Report only the number of lines in the records below that contain the string "green", matching case exactly.

**The records**
########################################

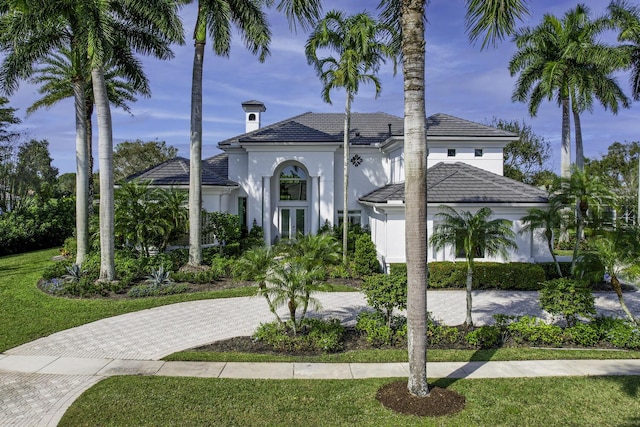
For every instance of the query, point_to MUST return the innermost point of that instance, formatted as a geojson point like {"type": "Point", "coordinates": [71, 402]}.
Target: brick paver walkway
{"type": "Point", "coordinates": [38, 383]}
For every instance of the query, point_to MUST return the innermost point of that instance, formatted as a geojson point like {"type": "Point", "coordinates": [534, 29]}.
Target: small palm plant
{"type": "Point", "coordinates": [474, 235]}
{"type": "Point", "coordinates": [614, 253]}
{"type": "Point", "coordinates": [549, 220]}
{"type": "Point", "coordinates": [159, 278]}
{"type": "Point", "coordinates": [74, 274]}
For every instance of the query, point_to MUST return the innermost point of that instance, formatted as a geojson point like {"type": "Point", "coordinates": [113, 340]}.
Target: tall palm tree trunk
{"type": "Point", "coordinates": [82, 173]}
{"type": "Point", "coordinates": [565, 157]}
{"type": "Point", "coordinates": [345, 165]}
{"type": "Point", "coordinates": [549, 236]}
{"type": "Point", "coordinates": [89, 112]}
{"type": "Point", "coordinates": [105, 164]}
{"type": "Point", "coordinates": [468, 321]}
{"type": "Point", "coordinates": [195, 164]}
{"type": "Point", "coordinates": [579, 145]}
{"type": "Point", "coordinates": [415, 193]}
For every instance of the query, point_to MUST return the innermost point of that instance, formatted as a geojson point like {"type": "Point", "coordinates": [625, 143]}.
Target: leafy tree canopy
{"type": "Point", "coordinates": [618, 168]}
{"type": "Point", "coordinates": [525, 160]}
{"type": "Point", "coordinates": [130, 157]}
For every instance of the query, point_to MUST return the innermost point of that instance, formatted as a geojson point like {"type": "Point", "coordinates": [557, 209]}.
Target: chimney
{"type": "Point", "coordinates": [252, 111]}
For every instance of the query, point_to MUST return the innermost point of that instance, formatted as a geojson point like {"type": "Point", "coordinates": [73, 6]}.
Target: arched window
{"type": "Point", "coordinates": [293, 183]}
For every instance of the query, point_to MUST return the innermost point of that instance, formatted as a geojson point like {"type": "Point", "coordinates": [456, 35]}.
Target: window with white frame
{"type": "Point", "coordinates": [353, 216]}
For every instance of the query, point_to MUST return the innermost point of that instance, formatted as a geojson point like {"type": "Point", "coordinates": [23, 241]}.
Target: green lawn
{"type": "Point", "coordinates": [381, 356]}
{"type": "Point", "coordinates": [28, 313]}
{"type": "Point", "coordinates": [162, 401]}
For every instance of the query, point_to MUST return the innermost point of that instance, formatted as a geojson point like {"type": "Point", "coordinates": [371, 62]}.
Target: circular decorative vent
{"type": "Point", "coordinates": [356, 160]}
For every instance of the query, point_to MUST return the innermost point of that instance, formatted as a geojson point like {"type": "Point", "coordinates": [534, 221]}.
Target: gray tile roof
{"type": "Point", "coordinates": [445, 125]}
{"type": "Point", "coordinates": [462, 183]}
{"type": "Point", "coordinates": [366, 128]}
{"type": "Point", "coordinates": [176, 172]}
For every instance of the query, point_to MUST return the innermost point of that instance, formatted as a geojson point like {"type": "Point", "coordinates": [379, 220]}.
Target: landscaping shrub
{"type": "Point", "coordinates": [486, 275]}
{"type": "Point", "coordinates": [439, 335]}
{"type": "Point", "coordinates": [221, 266]}
{"type": "Point", "coordinates": [56, 269]}
{"type": "Point", "coordinates": [314, 335]}
{"type": "Point", "coordinates": [366, 257]}
{"type": "Point", "coordinates": [152, 290]}
{"type": "Point", "coordinates": [584, 334]}
{"type": "Point", "coordinates": [398, 268]}
{"type": "Point", "coordinates": [484, 337]}
{"type": "Point", "coordinates": [385, 293]}
{"type": "Point", "coordinates": [379, 331]}
{"type": "Point", "coordinates": [37, 225]}
{"type": "Point", "coordinates": [551, 271]}
{"type": "Point", "coordinates": [620, 333]}
{"type": "Point", "coordinates": [568, 298]}
{"type": "Point", "coordinates": [200, 276]}
{"type": "Point", "coordinates": [528, 329]}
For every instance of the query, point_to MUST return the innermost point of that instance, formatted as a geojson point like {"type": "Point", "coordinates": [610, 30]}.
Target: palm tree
{"type": "Point", "coordinates": [561, 59]}
{"type": "Point", "coordinates": [94, 31]}
{"type": "Point", "coordinates": [57, 77]}
{"type": "Point", "coordinates": [474, 235]}
{"type": "Point", "coordinates": [615, 252]}
{"type": "Point", "coordinates": [215, 18]}
{"type": "Point", "coordinates": [550, 220]}
{"type": "Point", "coordinates": [627, 19]}
{"type": "Point", "coordinates": [589, 194]}
{"type": "Point", "coordinates": [362, 46]}
{"type": "Point", "coordinates": [255, 265]}
{"type": "Point", "coordinates": [492, 18]}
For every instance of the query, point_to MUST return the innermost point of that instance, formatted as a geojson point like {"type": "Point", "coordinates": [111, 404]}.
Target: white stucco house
{"type": "Point", "coordinates": [288, 177]}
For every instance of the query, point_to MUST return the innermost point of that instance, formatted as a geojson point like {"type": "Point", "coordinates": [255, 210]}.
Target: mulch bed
{"type": "Point", "coordinates": [439, 402]}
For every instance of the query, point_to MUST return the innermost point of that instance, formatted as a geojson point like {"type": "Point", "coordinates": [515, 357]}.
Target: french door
{"type": "Point", "coordinates": [293, 220]}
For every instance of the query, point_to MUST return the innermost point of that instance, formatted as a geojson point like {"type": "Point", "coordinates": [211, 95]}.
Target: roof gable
{"type": "Point", "coordinates": [445, 125]}
{"type": "Point", "coordinates": [463, 183]}
{"type": "Point", "coordinates": [176, 172]}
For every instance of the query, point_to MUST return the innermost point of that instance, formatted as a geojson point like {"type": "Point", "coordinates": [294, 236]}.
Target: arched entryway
{"type": "Point", "coordinates": [292, 200]}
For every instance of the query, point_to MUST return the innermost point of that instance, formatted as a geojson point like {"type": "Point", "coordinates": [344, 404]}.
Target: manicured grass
{"type": "Point", "coordinates": [28, 313]}
{"type": "Point", "coordinates": [162, 401]}
{"type": "Point", "coordinates": [382, 356]}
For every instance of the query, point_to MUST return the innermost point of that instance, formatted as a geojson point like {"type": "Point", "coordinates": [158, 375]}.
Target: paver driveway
{"type": "Point", "coordinates": [30, 397]}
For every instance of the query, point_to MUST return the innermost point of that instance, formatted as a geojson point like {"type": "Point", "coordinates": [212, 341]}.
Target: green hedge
{"type": "Point", "coordinates": [487, 275]}
{"type": "Point", "coordinates": [551, 271]}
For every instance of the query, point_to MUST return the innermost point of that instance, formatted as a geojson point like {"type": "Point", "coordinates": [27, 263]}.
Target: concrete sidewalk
{"type": "Point", "coordinates": [39, 380]}
{"type": "Point", "coordinates": [48, 365]}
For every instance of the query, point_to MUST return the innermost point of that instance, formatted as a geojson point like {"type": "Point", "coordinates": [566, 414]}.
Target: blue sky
{"type": "Point", "coordinates": [461, 80]}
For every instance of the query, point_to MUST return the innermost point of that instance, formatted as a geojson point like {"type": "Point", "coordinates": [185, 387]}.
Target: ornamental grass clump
{"type": "Point", "coordinates": [568, 298]}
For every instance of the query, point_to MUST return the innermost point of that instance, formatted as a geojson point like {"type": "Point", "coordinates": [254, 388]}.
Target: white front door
{"type": "Point", "coordinates": [293, 220]}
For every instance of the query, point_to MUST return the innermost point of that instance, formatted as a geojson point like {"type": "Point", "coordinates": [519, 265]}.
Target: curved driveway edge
{"type": "Point", "coordinates": [40, 379]}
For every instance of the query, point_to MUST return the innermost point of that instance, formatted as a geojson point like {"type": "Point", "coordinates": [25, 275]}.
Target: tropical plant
{"type": "Point", "coordinates": [361, 44]}
{"type": "Point", "coordinates": [618, 168]}
{"type": "Point", "coordinates": [386, 293]}
{"type": "Point", "coordinates": [96, 33]}
{"type": "Point", "coordinates": [614, 253]}
{"type": "Point", "coordinates": [493, 19]}
{"type": "Point", "coordinates": [550, 220]}
{"type": "Point", "coordinates": [472, 235]}
{"type": "Point", "coordinates": [590, 196]}
{"type": "Point", "coordinates": [569, 298]}
{"type": "Point", "coordinates": [627, 20]}
{"type": "Point", "coordinates": [159, 277]}
{"type": "Point", "coordinates": [254, 265]}
{"type": "Point", "coordinates": [148, 217]}
{"type": "Point", "coordinates": [215, 19]}
{"type": "Point", "coordinates": [294, 272]}
{"type": "Point", "coordinates": [561, 59]}
{"type": "Point", "coordinates": [56, 78]}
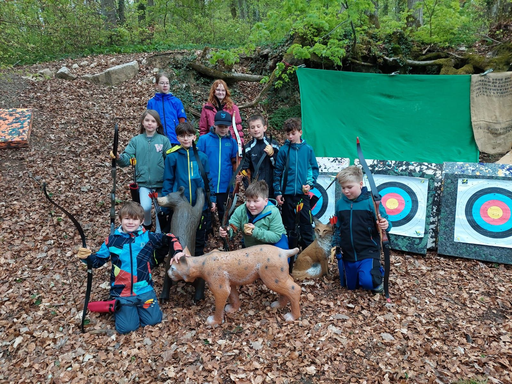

########################################

**Complete output**
2